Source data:
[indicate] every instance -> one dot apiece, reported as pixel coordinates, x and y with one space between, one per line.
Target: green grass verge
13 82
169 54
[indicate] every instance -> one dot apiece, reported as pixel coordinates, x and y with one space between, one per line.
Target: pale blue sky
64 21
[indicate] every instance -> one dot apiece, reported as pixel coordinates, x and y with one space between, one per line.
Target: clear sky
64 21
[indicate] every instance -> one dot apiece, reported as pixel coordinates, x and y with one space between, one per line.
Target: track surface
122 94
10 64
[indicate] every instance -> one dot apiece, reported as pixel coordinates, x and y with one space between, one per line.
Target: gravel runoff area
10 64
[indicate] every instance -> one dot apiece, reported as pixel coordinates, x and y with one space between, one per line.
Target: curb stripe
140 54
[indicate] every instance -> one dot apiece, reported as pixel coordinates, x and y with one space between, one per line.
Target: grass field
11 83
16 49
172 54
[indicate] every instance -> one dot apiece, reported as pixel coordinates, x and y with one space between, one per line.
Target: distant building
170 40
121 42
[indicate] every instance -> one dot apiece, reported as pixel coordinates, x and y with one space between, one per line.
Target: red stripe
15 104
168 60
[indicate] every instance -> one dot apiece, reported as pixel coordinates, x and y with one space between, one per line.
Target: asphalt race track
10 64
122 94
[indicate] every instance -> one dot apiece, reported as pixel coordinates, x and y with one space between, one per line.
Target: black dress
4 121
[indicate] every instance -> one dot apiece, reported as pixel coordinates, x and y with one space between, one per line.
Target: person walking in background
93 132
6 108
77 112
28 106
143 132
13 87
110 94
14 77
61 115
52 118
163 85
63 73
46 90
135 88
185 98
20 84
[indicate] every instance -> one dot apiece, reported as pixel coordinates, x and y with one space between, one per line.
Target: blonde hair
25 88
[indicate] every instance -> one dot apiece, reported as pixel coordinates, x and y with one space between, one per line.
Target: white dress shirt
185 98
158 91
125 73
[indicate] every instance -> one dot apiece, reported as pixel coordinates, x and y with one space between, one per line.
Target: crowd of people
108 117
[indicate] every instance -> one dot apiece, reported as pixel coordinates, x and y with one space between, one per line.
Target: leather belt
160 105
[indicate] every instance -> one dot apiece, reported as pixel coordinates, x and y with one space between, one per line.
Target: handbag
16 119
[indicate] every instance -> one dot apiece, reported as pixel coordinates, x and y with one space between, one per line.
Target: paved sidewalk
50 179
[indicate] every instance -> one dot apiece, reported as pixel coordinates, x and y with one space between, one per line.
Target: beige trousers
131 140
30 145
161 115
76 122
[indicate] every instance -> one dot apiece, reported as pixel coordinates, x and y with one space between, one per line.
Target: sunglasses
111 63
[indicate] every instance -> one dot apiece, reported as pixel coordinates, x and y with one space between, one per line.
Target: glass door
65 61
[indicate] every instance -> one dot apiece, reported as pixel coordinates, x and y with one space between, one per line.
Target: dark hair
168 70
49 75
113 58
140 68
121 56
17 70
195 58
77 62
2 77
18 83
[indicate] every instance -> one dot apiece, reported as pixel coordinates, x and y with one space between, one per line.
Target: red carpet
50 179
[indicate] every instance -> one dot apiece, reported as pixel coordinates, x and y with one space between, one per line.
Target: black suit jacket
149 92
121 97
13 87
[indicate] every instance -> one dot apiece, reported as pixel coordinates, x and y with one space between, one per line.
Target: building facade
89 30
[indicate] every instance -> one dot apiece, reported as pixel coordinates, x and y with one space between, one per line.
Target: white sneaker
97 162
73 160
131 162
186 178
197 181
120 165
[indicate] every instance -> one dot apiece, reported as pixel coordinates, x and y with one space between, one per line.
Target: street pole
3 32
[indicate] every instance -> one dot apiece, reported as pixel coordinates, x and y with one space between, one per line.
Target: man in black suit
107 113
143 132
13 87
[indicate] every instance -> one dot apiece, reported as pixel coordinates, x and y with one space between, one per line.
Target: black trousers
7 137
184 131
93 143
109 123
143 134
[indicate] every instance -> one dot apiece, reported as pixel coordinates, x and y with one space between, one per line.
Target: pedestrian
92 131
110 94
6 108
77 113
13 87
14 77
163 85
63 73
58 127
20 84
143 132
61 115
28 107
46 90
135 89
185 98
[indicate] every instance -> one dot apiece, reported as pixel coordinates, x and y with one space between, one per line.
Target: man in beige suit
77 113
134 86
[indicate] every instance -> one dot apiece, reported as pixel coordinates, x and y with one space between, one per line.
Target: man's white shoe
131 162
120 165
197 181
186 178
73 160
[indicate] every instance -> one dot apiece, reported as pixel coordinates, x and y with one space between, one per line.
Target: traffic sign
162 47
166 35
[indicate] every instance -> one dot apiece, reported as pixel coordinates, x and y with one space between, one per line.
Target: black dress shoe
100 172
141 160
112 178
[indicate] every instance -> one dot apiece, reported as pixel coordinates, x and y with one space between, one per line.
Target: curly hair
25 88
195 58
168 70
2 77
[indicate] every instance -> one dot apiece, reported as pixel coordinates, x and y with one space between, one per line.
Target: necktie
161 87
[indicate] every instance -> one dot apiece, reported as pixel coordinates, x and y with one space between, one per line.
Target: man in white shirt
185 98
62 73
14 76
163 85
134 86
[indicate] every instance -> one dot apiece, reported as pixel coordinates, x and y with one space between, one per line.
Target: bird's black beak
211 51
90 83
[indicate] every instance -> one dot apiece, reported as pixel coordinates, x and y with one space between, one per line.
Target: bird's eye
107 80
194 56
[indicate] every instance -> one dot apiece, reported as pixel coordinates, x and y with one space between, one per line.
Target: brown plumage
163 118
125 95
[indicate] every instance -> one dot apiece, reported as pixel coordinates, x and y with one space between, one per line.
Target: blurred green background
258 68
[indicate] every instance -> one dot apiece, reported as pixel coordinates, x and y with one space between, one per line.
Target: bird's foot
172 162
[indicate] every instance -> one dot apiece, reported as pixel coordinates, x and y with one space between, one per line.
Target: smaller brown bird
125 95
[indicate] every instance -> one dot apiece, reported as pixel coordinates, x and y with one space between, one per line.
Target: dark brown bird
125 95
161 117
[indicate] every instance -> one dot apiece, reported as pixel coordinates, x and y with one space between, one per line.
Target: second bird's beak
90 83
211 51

==

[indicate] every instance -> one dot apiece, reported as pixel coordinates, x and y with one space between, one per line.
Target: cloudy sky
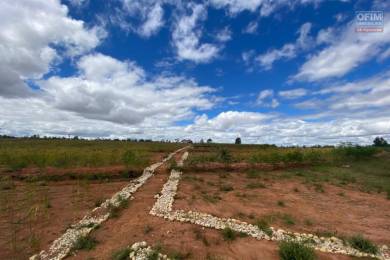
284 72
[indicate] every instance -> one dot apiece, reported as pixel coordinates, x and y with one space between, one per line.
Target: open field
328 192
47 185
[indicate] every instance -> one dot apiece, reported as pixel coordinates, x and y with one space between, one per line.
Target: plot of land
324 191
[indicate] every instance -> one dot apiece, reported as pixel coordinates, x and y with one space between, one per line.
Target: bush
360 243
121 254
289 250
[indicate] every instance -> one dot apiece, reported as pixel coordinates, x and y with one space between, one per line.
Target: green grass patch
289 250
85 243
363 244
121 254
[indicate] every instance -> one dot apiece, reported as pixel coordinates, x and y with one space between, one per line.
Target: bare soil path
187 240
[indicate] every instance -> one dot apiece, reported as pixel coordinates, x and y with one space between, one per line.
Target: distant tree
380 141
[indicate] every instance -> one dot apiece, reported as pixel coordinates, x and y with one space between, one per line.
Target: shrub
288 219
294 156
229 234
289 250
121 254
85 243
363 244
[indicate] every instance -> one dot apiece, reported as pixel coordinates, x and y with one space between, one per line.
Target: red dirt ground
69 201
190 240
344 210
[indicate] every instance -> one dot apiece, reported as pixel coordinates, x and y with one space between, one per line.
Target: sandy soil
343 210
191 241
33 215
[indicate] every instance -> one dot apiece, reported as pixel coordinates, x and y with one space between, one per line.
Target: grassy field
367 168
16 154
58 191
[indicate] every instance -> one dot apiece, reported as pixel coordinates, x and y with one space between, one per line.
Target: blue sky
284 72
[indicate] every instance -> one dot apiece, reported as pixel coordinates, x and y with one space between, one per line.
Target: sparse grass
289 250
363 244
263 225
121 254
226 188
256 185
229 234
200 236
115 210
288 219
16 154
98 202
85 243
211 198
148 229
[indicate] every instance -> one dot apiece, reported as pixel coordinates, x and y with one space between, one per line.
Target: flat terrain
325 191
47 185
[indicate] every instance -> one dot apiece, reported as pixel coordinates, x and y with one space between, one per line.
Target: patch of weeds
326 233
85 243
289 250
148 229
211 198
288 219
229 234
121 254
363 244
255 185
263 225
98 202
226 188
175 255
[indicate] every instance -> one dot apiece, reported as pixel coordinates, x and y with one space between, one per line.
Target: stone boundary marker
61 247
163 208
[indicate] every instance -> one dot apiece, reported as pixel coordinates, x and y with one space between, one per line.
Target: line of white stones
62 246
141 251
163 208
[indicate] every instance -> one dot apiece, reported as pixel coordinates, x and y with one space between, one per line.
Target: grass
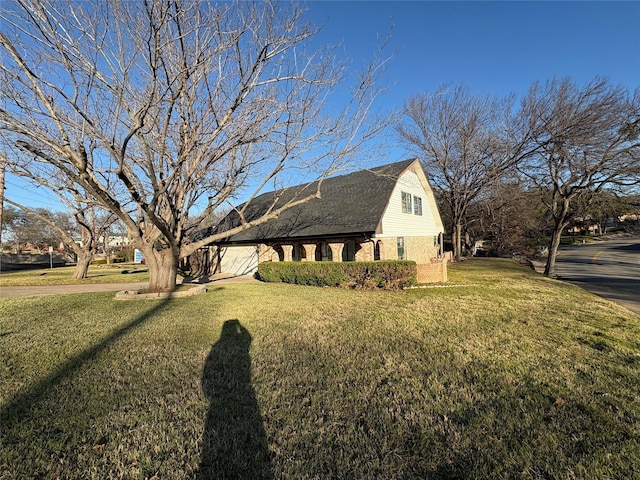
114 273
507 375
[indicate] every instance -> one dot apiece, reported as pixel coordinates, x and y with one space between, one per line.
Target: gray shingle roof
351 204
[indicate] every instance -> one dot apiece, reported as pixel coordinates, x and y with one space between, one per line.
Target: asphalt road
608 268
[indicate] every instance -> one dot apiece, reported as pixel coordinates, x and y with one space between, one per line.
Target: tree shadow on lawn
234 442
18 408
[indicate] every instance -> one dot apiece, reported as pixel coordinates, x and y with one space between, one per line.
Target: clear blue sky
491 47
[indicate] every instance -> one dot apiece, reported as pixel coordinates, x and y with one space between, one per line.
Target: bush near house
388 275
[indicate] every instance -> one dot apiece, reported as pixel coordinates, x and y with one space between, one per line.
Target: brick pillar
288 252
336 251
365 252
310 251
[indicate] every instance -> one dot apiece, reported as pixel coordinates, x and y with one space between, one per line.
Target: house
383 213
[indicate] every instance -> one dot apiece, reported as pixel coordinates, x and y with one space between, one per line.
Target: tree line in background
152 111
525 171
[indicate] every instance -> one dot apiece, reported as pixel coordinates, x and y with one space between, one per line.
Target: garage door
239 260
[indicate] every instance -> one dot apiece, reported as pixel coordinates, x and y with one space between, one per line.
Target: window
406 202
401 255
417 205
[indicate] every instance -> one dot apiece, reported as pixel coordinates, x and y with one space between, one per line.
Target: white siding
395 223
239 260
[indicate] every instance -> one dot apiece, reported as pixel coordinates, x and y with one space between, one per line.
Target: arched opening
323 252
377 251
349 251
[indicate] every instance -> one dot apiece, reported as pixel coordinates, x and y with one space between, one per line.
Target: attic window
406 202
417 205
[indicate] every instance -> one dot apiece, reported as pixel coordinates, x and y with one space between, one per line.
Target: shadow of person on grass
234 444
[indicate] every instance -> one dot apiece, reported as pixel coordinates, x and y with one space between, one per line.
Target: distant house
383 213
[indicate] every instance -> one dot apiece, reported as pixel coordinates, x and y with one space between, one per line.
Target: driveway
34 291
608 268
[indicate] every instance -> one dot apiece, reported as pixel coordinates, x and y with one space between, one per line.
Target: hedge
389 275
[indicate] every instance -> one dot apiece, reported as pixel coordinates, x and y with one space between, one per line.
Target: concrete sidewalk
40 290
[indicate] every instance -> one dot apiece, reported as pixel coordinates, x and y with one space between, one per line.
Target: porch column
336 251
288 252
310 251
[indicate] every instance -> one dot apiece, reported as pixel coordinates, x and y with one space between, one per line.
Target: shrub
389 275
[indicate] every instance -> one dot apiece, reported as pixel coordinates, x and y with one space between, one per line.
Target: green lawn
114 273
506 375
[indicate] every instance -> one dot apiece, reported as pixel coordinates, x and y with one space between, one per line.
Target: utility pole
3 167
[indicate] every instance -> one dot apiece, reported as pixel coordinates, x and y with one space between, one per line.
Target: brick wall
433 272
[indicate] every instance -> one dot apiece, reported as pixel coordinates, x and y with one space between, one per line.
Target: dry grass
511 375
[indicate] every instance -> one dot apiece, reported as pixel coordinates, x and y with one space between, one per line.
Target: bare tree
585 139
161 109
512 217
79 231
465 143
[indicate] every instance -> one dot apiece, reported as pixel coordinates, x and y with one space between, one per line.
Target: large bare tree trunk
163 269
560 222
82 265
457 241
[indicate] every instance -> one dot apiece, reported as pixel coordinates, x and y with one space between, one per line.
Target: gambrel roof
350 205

--

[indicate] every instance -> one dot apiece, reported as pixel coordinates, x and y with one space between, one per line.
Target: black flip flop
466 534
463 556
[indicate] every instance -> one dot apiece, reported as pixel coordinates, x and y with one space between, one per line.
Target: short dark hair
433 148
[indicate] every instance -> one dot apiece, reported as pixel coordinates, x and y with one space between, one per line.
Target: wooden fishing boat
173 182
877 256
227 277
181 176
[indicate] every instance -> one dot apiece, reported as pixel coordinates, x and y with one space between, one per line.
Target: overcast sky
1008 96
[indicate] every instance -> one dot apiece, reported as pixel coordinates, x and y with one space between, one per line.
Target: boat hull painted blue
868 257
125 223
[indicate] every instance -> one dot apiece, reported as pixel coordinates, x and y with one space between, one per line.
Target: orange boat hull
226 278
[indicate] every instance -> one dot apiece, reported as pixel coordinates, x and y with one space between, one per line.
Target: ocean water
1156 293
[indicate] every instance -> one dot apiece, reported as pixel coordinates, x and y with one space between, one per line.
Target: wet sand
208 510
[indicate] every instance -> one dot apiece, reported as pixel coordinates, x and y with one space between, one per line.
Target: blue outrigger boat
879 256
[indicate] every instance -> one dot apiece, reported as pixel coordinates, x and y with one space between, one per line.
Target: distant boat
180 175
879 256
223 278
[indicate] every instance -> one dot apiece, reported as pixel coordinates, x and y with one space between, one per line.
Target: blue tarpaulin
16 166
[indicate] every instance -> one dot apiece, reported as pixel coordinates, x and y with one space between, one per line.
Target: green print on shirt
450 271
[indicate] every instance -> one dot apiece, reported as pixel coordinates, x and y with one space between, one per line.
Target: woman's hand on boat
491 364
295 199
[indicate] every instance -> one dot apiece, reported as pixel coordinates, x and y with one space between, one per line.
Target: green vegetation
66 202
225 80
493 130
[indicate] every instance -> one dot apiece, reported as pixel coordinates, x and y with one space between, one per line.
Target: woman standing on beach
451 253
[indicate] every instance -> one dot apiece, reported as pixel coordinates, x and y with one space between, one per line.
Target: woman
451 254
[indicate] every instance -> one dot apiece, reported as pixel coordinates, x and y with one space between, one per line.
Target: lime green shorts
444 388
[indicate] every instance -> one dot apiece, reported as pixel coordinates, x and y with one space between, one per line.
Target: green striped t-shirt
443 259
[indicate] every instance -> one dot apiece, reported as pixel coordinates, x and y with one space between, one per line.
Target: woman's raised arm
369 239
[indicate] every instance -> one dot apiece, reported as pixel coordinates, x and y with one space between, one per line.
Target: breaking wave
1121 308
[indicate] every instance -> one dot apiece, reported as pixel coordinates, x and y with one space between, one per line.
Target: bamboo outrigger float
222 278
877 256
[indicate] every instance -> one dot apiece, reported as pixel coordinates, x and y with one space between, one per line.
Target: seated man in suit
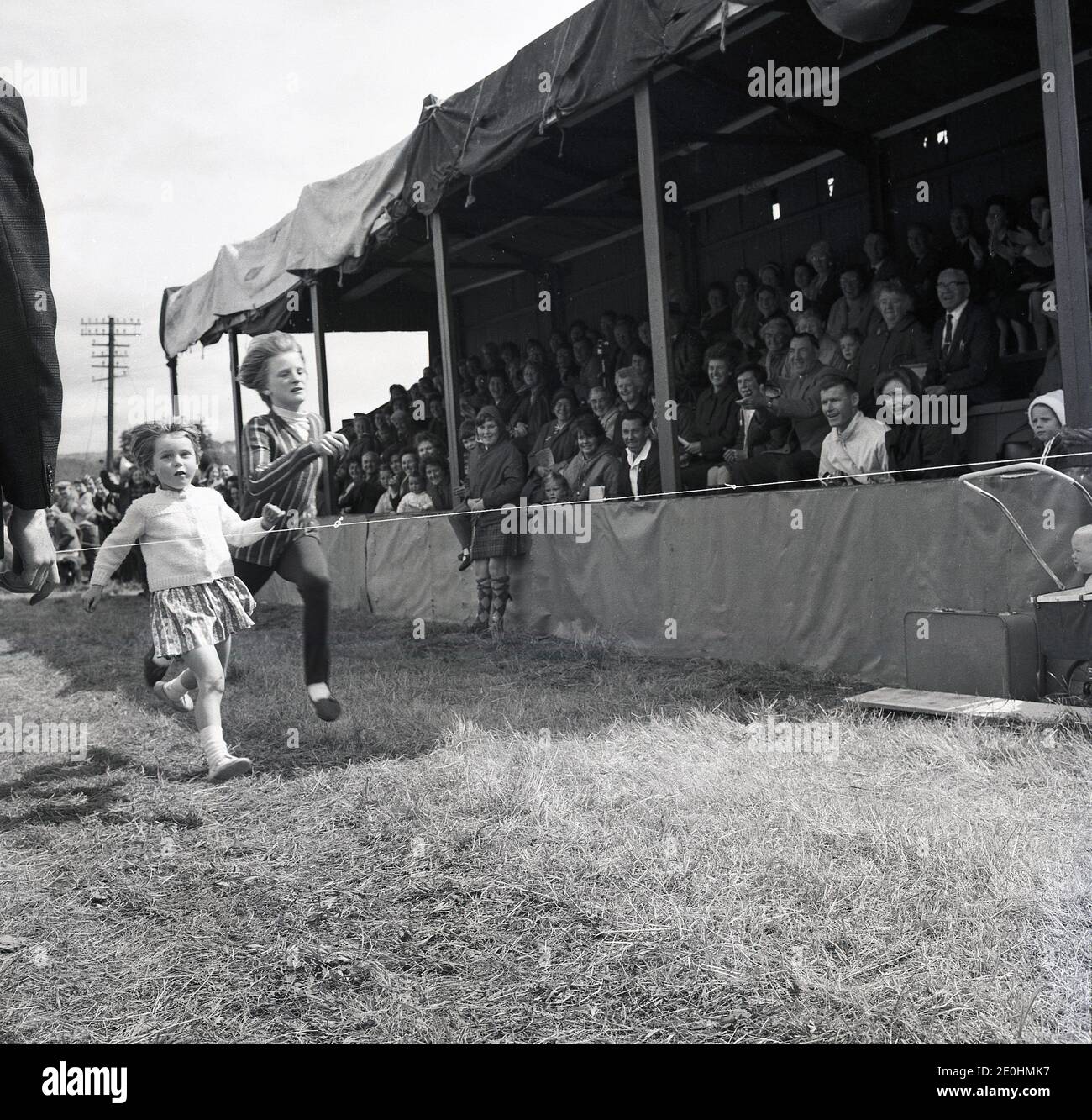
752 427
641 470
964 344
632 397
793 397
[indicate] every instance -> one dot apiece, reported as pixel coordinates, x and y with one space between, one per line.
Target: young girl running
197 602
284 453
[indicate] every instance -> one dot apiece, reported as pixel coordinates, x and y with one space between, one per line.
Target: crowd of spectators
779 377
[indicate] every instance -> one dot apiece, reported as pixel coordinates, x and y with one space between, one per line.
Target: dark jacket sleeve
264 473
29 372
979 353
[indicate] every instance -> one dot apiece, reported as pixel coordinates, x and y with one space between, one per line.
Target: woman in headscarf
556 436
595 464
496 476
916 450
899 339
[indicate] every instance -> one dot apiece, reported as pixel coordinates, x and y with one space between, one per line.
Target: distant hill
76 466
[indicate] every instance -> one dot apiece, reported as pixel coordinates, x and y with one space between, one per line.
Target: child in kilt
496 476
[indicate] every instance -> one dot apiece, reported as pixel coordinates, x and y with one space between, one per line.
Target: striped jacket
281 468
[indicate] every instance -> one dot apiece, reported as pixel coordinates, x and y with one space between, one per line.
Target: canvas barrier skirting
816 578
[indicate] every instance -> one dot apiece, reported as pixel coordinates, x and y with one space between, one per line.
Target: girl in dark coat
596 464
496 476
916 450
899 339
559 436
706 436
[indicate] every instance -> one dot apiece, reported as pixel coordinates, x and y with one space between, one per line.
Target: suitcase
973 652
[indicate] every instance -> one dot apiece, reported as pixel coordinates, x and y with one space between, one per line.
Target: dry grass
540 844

WORK TO DO
Extract every line from the source data above that contains the word "roof". Copy each such line in full.

WORKED SOLUTION
Target: gray shingle roof
Target: gambrel roof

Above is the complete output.